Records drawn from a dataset
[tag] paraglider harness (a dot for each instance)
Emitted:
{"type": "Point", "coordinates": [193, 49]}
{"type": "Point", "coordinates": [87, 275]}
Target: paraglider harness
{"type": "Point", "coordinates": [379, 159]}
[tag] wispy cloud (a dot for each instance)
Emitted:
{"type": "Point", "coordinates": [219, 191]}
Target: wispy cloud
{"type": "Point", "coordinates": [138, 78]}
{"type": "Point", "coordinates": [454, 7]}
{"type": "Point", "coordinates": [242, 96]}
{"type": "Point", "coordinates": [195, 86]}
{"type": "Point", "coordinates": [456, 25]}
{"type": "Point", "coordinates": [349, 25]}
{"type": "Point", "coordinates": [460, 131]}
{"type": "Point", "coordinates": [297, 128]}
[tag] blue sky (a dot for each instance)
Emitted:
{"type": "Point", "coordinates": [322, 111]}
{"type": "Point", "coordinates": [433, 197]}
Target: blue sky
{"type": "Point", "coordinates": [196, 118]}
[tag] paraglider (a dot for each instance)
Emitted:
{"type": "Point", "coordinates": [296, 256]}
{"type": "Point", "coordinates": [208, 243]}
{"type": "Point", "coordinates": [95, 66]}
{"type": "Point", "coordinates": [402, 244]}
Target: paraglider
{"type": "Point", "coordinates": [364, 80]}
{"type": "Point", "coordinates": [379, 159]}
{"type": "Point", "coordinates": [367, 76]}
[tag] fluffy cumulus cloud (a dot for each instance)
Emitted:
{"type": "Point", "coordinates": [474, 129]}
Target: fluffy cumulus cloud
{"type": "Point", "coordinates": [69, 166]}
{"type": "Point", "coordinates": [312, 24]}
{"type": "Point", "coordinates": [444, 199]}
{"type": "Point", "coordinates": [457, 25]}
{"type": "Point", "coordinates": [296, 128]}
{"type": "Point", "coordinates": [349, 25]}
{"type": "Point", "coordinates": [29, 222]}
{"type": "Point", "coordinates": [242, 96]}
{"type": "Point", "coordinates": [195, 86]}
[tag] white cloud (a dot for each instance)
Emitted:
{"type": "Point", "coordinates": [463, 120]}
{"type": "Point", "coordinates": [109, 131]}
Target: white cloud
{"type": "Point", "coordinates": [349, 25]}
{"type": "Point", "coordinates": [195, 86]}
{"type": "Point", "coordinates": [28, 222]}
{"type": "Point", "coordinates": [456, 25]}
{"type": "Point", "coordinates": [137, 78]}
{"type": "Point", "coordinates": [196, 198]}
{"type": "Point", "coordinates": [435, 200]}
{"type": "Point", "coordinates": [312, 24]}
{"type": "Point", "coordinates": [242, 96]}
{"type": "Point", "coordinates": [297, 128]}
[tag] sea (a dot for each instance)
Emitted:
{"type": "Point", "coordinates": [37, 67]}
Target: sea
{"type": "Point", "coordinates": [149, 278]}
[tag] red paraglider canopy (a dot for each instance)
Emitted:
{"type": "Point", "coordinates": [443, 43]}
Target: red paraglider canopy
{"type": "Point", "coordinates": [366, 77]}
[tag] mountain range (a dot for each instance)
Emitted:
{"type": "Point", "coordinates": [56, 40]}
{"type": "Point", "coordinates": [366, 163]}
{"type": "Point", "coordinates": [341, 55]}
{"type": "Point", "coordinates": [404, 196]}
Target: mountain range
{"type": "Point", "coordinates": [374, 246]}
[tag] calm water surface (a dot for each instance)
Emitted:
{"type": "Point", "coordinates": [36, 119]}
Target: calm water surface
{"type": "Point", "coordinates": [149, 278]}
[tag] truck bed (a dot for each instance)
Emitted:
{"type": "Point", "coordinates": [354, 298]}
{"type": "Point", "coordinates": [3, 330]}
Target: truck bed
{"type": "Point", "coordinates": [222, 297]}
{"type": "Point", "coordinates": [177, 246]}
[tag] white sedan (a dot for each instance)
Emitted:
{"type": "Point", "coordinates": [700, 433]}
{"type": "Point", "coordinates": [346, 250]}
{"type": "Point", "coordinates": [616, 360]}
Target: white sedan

**What you should do:** Each record has to be given again exactly as written.

**Answer to this task:**
[tag] paraglider harness (a dot for each instance)
Emitted:
{"type": "Point", "coordinates": [193, 49]}
{"type": "Point", "coordinates": [87, 275]}
Target: paraglider harness
{"type": "Point", "coordinates": [379, 159]}
[tag] wispy cloud (a dot for each instance)
Emitted:
{"type": "Point", "coordinates": [219, 191]}
Target: wispy cloud
{"type": "Point", "coordinates": [138, 78]}
{"type": "Point", "coordinates": [454, 7]}
{"type": "Point", "coordinates": [242, 96]}
{"type": "Point", "coordinates": [195, 86]}
{"type": "Point", "coordinates": [456, 25]}
{"type": "Point", "coordinates": [349, 25]}
{"type": "Point", "coordinates": [460, 131]}
{"type": "Point", "coordinates": [297, 128]}
[tag] blue sky (a dot for each instance)
Emitted:
{"type": "Point", "coordinates": [322, 111]}
{"type": "Point", "coordinates": [433, 197]}
Target: blue sky
{"type": "Point", "coordinates": [196, 118]}
[tag] paraglider (a dot for each instance)
Emitted:
{"type": "Point", "coordinates": [296, 256]}
{"type": "Point", "coordinates": [208, 243]}
{"type": "Point", "coordinates": [95, 66]}
{"type": "Point", "coordinates": [402, 244]}
Target: paraglider
{"type": "Point", "coordinates": [364, 80]}
{"type": "Point", "coordinates": [379, 159]}
{"type": "Point", "coordinates": [367, 76]}
[tag] fluffy cumulus cloud (a dot for each instance)
Emitted:
{"type": "Point", "coordinates": [474, 129]}
Target: fluffy cumulus cloud
{"type": "Point", "coordinates": [69, 166]}
{"type": "Point", "coordinates": [312, 24]}
{"type": "Point", "coordinates": [444, 199]}
{"type": "Point", "coordinates": [457, 25]}
{"type": "Point", "coordinates": [296, 128]}
{"type": "Point", "coordinates": [349, 25]}
{"type": "Point", "coordinates": [29, 222]}
{"type": "Point", "coordinates": [242, 96]}
{"type": "Point", "coordinates": [195, 86]}
[tag] white cloud (a dot for each instance)
Emitted:
{"type": "Point", "coordinates": [463, 120]}
{"type": "Point", "coordinates": [109, 131]}
Target: white cloud
{"type": "Point", "coordinates": [349, 25]}
{"type": "Point", "coordinates": [195, 86]}
{"type": "Point", "coordinates": [28, 222]}
{"type": "Point", "coordinates": [456, 25]}
{"type": "Point", "coordinates": [137, 78]}
{"type": "Point", "coordinates": [196, 198]}
{"type": "Point", "coordinates": [435, 200]}
{"type": "Point", "coordinates": [312, 24]}
{"type": "Point", "coordinates": [242, 96]}
{"type": "Point", "coordinates": [297, 128]}
[tag] sea (a dot for each instance)
Emitted:
{"type": "Point", "coordinates": [37, 67]}
Target: sea
{"type": "Point", "coordinates": [149, 278]}
[tag] red paraglider canopy (a dot for each instance)
Emitted:
{"type": "Point", "coordinates": [443, 43]}
Target: red paraglider canopy
{"type": "Point", "coordinates": [366, 77]}
[tag] mountain range (a dot for each instance)
Emitted:
{"type": "Point", "coordinates": [56, 40]}
{"type": "Point", "coordinates": [366, 163]}
{"type": "Point", "coordinates": [341, 55]}
{"type": "Point", "coordinates": [404, 196]}
Target: mountain range
{"type": "Point", "coordinates": [374, 246]}
[tag] calm water surface (a dot for each instance)
Emitted:
{"type": "Point", "coordinates": [36, 119]}
Target: calm water surface
{"type": "Point", "coordinates": [149, 278]}
[tag] truck bed (a dot for each instance)
Emitted:
{"type": "Point", "coordinates": [354, 298]}
{"type": "Point", "coordinates": [3, 330]}
Target: truck bed
{"type": "Point", "coordinates": [222, 297]}
{"type": "Point", "coordinates": [177, 246]}
[tag] white sedan (a dot for each instance)
Emitted:
{"type": "Point", "coordinates": [700, 433]}
{"type": "Point", "coordinates": [346, 250]}
{"type": "Point", "coordinates": [616, 360]}
Target: white sedan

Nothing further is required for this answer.